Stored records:
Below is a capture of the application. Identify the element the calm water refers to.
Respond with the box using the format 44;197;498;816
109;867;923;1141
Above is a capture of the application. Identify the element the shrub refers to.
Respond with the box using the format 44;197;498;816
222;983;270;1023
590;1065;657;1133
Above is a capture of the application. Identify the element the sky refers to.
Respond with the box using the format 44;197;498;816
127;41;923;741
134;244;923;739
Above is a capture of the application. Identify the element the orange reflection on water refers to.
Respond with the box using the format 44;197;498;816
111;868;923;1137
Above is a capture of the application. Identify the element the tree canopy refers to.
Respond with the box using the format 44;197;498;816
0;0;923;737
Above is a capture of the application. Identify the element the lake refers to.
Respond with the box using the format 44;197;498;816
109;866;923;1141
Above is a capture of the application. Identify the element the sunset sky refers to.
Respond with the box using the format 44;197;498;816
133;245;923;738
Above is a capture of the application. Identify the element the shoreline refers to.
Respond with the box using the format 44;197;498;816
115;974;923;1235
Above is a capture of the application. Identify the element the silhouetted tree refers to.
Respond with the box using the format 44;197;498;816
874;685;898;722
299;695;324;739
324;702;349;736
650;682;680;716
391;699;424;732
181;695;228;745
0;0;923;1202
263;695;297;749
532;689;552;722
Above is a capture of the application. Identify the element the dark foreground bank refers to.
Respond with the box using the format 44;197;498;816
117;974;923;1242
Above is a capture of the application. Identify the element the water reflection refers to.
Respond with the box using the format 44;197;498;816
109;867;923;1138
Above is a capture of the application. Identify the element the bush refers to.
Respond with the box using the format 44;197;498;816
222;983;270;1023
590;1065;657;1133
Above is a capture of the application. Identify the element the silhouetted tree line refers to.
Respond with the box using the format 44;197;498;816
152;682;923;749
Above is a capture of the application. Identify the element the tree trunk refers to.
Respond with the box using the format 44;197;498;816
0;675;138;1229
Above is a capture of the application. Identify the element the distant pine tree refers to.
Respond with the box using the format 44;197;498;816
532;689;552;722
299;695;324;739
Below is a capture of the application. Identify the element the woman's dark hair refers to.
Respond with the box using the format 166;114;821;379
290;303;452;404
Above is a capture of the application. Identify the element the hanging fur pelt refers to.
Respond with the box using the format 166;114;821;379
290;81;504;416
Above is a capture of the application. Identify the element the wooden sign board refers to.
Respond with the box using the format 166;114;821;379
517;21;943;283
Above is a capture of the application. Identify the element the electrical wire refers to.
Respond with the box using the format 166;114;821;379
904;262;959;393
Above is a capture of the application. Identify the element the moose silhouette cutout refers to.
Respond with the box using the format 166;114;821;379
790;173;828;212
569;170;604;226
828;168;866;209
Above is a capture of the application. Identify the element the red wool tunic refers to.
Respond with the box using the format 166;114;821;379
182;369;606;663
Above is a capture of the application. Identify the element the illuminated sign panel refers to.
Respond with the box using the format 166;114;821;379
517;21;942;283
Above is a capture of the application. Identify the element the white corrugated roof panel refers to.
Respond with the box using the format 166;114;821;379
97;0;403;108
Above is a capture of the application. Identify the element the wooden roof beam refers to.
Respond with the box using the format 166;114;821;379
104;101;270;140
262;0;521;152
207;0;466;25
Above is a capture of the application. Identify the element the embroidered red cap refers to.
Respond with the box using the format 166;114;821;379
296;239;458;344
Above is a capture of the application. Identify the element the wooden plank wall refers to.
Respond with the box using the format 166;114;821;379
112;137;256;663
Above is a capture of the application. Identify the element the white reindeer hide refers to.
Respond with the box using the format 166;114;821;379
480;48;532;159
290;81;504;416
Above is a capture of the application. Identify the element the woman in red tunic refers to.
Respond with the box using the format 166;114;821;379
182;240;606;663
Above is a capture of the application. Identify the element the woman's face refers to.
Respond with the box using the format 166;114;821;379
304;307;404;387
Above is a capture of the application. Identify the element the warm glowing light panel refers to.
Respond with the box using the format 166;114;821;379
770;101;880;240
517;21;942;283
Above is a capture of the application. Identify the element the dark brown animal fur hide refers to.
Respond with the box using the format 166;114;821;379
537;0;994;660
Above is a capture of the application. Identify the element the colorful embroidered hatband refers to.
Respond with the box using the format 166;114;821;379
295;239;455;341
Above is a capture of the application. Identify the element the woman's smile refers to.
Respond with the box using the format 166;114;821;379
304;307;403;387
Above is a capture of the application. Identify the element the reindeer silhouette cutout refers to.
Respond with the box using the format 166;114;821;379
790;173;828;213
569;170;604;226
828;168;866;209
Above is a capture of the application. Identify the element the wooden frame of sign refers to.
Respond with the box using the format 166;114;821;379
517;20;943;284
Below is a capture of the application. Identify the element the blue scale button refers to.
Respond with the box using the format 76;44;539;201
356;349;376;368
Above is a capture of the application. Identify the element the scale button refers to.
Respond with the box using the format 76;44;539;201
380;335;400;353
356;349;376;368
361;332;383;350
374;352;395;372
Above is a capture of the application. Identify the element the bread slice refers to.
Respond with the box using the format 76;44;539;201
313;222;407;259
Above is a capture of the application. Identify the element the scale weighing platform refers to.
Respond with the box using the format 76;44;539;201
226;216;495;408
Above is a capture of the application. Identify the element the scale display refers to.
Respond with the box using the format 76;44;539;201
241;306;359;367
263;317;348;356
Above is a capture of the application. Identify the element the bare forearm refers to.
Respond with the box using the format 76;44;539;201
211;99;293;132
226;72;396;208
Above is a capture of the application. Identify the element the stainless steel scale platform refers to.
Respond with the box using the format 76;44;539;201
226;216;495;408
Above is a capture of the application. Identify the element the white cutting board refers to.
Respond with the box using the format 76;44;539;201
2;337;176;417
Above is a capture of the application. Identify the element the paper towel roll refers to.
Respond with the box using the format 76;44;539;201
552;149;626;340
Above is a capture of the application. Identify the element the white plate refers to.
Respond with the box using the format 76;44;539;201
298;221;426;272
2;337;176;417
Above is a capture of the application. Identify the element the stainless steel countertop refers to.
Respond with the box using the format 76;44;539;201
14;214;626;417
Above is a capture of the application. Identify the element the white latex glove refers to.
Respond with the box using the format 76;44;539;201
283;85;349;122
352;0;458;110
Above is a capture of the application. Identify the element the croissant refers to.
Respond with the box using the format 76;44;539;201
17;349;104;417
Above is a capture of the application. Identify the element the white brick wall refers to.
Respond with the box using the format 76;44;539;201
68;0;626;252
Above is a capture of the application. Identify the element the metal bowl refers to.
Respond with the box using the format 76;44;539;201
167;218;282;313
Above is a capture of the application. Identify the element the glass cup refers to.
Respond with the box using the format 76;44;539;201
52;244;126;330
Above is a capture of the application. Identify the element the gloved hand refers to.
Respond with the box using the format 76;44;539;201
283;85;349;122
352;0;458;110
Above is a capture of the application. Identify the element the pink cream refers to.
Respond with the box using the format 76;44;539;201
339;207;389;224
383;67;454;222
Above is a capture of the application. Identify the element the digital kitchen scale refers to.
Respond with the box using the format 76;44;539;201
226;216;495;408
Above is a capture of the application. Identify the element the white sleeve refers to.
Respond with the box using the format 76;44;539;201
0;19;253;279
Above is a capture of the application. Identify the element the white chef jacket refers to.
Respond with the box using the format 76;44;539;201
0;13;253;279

■ **Exercise instructions**:
Edit the listing from its opening line through the line containing "134;244;923;739", changing "capture" to "snapshot" and leaving everything else as it is.

■ **Result of the task**:
Below is a snapshot of the application. Identify the element the calm water refers to.
Respond with the box using the format 44;197;498;816
109;867;923;1141
Above is a snapshot of the application. Identify the element the shrub refers to.
Respond with the box using the format 44;197;498;816
222;983;270;1023
590;1065;657;1133
Above is a snapshot of the application. Identify the element the sky refers to.
Respond with the box using the format 44;197;498;816
127;41;923;741
134;244;923;739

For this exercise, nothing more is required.